■ Task to complete:
In the data below, which lines hold "roof"? Copy every one.

====== Data extracts ======

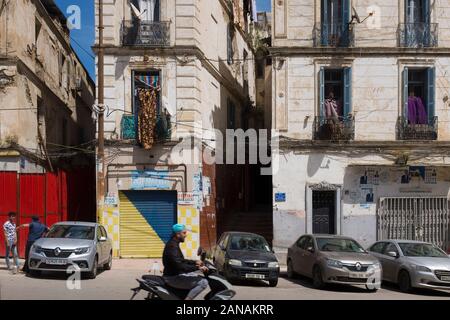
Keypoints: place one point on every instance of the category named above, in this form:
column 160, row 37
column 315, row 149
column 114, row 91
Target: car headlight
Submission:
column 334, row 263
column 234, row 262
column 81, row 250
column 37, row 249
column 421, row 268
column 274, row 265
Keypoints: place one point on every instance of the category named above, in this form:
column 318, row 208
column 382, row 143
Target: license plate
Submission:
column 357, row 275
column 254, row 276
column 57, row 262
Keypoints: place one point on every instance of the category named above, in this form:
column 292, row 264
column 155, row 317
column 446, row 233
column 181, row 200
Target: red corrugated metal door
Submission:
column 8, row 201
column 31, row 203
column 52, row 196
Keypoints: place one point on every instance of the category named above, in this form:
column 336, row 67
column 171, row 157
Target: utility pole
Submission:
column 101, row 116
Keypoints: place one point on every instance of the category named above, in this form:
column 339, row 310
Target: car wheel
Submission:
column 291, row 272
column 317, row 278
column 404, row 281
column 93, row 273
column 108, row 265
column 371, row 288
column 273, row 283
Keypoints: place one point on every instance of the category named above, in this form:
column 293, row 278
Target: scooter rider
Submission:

======
====== Data extracts ======

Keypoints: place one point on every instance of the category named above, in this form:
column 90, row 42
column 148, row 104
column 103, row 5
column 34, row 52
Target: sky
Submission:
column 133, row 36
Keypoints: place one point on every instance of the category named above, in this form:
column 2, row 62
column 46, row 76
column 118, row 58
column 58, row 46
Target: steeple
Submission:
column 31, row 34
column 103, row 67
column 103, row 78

======
====== Data extracts ======

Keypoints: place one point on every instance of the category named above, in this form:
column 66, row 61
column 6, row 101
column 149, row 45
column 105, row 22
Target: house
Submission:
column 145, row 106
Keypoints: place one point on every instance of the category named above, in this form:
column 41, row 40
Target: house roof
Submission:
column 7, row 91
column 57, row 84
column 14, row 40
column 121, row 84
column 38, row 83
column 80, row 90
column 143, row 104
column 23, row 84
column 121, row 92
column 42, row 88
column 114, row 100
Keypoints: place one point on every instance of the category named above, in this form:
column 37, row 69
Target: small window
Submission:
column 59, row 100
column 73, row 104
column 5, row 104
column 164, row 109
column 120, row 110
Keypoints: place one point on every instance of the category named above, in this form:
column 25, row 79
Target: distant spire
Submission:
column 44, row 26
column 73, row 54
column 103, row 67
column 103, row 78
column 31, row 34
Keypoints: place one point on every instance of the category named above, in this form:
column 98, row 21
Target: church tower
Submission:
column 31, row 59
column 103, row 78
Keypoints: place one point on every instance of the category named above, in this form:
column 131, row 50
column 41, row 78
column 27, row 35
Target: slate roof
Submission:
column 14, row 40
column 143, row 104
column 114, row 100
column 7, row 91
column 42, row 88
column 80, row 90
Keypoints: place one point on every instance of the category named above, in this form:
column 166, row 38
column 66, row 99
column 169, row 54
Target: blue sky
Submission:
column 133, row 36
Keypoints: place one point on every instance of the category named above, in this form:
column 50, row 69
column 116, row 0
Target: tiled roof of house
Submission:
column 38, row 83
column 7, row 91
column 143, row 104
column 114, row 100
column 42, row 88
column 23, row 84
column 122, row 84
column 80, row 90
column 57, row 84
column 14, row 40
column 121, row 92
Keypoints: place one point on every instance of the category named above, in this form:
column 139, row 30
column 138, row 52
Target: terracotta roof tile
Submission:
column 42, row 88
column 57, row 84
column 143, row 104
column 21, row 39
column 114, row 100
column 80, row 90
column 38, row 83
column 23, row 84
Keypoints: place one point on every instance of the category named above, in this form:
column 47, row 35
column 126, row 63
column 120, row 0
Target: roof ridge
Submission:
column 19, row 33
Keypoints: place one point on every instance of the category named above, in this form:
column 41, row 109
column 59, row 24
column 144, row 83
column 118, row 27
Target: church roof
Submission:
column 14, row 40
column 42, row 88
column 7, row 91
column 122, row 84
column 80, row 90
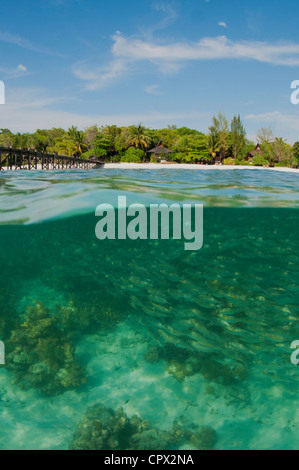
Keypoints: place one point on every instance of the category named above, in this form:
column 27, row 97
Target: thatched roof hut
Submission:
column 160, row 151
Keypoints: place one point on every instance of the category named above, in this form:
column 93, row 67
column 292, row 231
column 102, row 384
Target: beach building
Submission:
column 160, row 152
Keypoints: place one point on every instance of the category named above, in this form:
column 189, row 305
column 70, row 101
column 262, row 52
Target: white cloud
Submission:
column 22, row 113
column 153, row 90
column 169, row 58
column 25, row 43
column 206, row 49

======

■ Exercise result:
Target: house roof
Target: slate roof
Target: tiled roof of house
Target: terracotta roof tile
Target: roof ridge
Target: church roof
Target: thatched roof hut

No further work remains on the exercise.